PROVIDED TEXT:
*****

When I bow my head at the Thanksgiving dinner table this year, it’ll probably be because I ate too much turkey and drank too much wine and accidentally put myself into a tryptophan- and alcohol-induced coma.
But if I can stay awake, I’m going to take a few minutes to thank God for giving me a loving wife and family, and for allowing the good and clever candy makers at Russell Stover to invent the dark chocolate marshmallow Santa Claus. They’re melt-in-your mouth good, and on sale two-for-a-dollar at Walgreen’s pharmacy.
Most of all, though, I’m going to thank God for saving me from the deadly Ebola virus.
The deadly Ebola virus is one of nature’s simplest and most dangerous life forms. To use a sporting analogy, which I don’t recommend doing unless you’re desperate for ideas, the deadly Ebola virus is the Mike Tyson of viruses—not the kinder, gentler Mike Tyson who infamously nibbled on opponents’ ears, but the infamously enraged Mike Tyson who knocked his foes to the canvas like they were nerdy infectious-disease scientists instead of professional boxers.

*****

RECORD SET:
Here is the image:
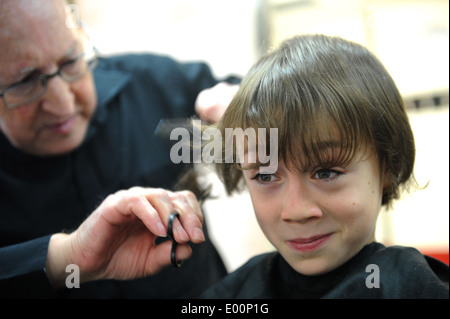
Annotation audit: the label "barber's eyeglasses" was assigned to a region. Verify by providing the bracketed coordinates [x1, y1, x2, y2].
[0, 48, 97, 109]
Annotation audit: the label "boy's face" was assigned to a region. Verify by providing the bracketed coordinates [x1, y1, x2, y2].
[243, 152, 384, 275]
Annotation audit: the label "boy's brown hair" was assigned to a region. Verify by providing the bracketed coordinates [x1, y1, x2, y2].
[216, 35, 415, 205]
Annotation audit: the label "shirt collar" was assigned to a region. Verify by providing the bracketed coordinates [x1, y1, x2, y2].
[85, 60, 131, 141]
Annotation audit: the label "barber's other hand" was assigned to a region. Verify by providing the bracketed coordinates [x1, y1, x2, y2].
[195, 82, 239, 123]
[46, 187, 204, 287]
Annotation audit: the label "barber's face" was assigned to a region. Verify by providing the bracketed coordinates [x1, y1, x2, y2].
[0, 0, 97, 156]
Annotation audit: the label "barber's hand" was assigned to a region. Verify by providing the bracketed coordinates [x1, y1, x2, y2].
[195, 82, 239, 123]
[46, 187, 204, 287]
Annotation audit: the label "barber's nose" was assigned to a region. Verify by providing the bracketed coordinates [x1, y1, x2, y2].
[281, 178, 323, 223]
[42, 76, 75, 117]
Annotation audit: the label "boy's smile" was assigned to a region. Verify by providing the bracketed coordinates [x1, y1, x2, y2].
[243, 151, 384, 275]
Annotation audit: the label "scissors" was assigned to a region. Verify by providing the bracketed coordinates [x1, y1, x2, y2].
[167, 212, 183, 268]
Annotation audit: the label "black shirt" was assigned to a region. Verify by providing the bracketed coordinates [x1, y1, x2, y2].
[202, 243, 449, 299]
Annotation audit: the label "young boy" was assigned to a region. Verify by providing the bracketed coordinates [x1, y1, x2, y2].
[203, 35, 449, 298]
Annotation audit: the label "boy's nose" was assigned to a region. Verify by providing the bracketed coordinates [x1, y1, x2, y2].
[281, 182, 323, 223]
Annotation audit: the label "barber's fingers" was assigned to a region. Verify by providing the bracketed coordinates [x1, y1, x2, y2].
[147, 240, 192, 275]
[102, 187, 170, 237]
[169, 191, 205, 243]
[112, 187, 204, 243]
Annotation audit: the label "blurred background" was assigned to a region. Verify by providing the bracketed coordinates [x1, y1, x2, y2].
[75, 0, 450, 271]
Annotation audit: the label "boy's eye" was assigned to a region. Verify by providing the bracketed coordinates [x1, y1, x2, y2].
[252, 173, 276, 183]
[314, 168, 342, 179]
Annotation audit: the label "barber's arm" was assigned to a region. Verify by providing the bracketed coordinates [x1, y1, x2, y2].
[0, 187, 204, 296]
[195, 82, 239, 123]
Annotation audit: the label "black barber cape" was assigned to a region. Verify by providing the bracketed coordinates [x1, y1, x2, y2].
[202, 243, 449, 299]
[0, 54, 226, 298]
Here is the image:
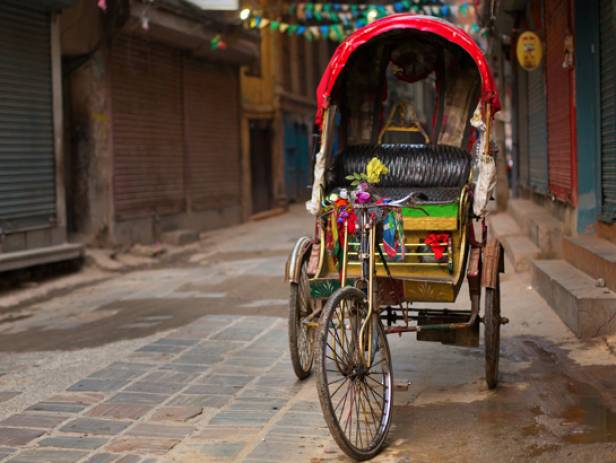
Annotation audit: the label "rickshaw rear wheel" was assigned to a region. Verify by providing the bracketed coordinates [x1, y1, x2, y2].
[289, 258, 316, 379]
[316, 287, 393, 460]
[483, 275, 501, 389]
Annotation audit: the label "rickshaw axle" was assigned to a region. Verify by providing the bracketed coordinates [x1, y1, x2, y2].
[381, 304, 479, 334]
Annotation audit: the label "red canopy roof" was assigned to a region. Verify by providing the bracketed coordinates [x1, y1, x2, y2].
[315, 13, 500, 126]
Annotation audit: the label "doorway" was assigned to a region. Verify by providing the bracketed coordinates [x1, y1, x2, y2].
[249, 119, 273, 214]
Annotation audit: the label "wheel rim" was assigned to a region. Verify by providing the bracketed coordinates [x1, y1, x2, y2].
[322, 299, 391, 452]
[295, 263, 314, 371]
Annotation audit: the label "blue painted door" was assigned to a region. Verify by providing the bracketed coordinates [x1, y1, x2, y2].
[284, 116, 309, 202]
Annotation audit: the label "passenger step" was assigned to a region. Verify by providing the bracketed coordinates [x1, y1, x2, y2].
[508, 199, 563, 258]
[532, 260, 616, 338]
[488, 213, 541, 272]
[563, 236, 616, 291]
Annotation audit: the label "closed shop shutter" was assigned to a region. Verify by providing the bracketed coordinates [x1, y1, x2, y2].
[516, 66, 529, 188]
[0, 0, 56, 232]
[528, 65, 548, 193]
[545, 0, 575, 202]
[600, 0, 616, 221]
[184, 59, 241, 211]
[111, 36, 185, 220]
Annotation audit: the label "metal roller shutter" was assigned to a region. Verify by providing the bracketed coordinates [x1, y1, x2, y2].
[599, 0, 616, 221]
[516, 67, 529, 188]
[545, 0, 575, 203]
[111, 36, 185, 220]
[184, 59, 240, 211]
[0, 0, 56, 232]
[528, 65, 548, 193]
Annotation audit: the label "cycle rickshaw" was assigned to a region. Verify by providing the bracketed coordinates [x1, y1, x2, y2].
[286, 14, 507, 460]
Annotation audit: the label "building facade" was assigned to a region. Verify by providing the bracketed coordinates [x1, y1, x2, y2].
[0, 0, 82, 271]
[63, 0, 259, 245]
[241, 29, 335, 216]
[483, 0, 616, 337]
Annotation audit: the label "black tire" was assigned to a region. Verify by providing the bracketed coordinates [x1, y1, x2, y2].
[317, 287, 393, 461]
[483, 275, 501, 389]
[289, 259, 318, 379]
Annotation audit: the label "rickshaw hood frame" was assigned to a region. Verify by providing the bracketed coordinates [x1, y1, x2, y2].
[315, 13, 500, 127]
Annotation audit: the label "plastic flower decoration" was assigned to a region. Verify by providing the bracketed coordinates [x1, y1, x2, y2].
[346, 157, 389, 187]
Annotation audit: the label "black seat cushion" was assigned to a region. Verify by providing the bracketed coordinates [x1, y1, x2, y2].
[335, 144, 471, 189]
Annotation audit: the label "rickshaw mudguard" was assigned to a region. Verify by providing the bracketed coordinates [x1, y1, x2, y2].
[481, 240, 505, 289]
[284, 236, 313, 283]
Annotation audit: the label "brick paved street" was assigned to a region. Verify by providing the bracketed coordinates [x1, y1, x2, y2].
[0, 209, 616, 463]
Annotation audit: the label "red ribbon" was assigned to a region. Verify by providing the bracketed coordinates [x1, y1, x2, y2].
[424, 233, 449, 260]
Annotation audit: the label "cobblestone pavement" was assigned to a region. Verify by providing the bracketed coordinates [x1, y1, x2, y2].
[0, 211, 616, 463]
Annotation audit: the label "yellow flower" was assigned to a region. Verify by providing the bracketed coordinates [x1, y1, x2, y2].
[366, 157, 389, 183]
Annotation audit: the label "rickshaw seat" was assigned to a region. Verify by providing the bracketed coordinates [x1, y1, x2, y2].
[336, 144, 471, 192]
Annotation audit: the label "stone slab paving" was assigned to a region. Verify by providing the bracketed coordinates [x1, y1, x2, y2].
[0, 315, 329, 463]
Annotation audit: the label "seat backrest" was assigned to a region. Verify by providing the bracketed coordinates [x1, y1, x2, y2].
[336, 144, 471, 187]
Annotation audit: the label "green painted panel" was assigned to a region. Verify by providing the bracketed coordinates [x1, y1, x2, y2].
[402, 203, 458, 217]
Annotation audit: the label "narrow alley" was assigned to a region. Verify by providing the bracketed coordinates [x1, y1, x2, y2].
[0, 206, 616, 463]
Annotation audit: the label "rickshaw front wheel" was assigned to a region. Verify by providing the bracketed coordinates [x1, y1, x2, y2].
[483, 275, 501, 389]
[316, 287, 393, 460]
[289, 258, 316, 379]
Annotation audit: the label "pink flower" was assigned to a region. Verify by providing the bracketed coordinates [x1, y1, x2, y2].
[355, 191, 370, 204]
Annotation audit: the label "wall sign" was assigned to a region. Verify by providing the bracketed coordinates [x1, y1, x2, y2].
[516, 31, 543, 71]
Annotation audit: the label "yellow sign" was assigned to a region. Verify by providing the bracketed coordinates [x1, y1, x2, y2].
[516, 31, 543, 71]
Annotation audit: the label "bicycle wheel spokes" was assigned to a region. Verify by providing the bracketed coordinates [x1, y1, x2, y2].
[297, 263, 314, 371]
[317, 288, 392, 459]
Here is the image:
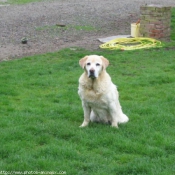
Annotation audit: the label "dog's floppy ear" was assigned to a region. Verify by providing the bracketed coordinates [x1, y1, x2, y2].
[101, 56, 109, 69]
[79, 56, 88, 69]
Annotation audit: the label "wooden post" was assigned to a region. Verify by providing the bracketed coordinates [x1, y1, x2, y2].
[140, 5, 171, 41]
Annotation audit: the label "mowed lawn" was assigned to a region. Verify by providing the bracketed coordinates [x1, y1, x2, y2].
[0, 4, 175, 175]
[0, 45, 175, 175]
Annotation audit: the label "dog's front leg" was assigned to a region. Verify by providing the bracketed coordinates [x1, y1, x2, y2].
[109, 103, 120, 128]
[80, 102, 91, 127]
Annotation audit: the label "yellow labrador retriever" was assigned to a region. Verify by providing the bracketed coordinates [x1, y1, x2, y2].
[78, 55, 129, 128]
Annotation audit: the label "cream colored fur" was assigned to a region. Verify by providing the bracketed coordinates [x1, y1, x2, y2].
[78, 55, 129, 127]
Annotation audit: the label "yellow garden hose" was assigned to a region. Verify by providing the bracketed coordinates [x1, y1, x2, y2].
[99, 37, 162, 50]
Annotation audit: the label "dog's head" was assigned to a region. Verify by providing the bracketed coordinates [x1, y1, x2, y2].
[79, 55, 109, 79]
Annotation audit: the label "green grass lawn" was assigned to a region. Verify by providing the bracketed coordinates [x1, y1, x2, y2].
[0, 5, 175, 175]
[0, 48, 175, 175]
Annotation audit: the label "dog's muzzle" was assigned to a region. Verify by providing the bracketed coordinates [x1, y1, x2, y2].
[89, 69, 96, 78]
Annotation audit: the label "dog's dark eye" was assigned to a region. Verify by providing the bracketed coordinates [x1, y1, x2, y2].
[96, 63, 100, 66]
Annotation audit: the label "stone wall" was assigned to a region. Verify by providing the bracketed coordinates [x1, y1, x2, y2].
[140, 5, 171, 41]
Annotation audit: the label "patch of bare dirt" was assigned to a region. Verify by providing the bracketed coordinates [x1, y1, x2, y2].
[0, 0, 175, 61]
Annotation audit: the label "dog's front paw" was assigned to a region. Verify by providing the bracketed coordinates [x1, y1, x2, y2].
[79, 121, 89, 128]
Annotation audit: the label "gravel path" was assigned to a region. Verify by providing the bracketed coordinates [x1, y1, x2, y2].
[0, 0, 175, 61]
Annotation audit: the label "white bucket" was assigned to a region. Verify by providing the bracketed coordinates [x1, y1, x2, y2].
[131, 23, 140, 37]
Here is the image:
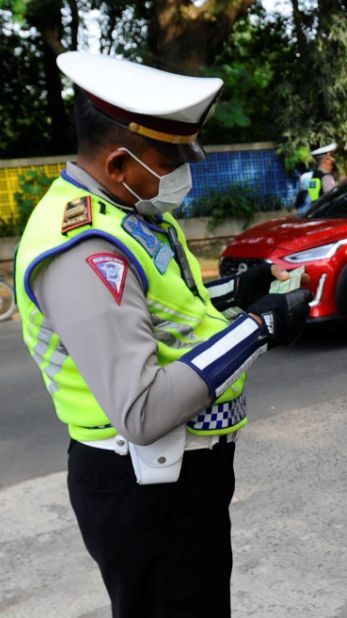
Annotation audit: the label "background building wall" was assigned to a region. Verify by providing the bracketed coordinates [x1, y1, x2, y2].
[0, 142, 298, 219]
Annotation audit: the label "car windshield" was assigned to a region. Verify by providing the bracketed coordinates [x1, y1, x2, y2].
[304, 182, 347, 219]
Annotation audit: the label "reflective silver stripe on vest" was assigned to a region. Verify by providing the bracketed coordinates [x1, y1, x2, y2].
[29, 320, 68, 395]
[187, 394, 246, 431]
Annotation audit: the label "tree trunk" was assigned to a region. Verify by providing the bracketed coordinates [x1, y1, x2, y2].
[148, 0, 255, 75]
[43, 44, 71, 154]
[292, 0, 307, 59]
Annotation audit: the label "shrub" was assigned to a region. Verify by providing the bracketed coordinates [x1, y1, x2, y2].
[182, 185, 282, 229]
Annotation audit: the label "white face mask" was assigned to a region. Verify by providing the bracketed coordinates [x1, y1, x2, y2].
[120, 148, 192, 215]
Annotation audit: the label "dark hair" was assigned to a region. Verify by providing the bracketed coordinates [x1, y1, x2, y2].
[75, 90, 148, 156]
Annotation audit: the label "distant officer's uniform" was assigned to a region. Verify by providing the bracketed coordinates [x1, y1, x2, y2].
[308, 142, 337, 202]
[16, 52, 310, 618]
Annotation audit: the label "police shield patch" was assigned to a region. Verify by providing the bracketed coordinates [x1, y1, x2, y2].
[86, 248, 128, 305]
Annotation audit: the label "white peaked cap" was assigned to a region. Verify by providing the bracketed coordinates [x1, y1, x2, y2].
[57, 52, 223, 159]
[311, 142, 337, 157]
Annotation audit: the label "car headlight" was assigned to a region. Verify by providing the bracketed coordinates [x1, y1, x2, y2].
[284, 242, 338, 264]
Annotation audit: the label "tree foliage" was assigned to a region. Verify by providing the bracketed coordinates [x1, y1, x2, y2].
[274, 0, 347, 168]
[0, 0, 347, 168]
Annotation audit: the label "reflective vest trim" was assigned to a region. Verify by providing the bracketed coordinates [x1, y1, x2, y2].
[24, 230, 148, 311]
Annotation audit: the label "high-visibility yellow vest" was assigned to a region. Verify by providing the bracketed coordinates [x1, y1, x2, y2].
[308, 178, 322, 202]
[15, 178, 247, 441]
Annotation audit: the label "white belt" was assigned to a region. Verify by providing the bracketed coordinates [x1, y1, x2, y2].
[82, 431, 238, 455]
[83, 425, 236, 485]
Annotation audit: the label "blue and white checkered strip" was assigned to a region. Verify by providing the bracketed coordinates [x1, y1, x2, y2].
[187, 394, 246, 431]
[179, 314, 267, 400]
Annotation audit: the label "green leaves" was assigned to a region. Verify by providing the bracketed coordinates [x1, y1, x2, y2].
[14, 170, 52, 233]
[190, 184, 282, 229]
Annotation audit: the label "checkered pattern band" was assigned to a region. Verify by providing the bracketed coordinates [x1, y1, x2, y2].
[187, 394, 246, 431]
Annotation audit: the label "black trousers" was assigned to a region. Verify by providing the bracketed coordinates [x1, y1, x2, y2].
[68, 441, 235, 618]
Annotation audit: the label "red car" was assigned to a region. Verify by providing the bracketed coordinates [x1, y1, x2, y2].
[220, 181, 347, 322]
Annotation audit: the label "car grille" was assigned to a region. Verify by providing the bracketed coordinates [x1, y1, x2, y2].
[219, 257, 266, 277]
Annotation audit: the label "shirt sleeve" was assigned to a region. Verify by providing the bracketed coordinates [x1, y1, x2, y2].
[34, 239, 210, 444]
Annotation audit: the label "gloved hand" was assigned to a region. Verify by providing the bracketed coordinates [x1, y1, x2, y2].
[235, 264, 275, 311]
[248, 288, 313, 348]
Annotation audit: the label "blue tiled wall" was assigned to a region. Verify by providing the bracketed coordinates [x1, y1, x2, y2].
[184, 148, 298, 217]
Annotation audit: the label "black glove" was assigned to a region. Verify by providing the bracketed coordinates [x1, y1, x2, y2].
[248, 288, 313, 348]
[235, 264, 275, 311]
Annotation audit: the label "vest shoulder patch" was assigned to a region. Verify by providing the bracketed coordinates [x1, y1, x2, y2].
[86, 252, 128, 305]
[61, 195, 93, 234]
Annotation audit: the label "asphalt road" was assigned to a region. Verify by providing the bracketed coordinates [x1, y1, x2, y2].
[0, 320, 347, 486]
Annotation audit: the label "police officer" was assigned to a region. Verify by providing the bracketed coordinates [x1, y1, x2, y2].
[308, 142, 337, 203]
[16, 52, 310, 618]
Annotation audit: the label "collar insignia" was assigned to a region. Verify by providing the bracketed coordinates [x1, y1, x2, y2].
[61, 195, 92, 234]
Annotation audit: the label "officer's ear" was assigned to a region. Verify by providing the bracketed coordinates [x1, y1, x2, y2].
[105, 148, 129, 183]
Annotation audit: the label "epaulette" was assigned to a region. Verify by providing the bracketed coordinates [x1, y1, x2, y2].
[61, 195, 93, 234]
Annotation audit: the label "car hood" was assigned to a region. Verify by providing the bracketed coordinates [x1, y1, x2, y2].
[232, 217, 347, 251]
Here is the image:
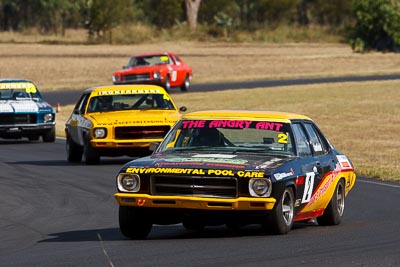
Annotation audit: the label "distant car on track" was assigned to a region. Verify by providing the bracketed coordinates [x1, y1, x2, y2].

*****

ASSIGNMENT: Reproduce the full text about Thanksgiving and the Ebola virus, word for word and without any change.

TASK RESPONSE:
When I bow my head at the Thanksgiving dinner table this year, it’ll probably be because I ate too much turkey and drank too much wine and accidentally put myself into a tryptophan- and alcohol-induced coma.
But if I can stay awake, I’m going to take a few minutes to thank God for giving me a loving wife and family, and for allowing the good and clever candy makers at Russell Stover to invent the dark chocolate marshmallow Santa Claus. They’re melt-in-your mouth good, and on sale two-for-a-dollar at Walgreen’s pharmacy.
Most of all, though, I’m going to thank God for saving me from the deadly Ebola virus.
The deadly Ebola virus is one of nature’s simplest and most dangerous life forms. To use a sporting analogy, which I don’t recommend doing unless you’re desperate for ideas, the deadly Ebola virus is the Mike Tyson of viruses—not the kinder, gentler Mike Tyson who infamously nibbled on opponents’ ears, but the infamously enraged Mike Tyson who knocked his foes to the canvas like they were nerdy infectious-disease scientists instead of professional boxers.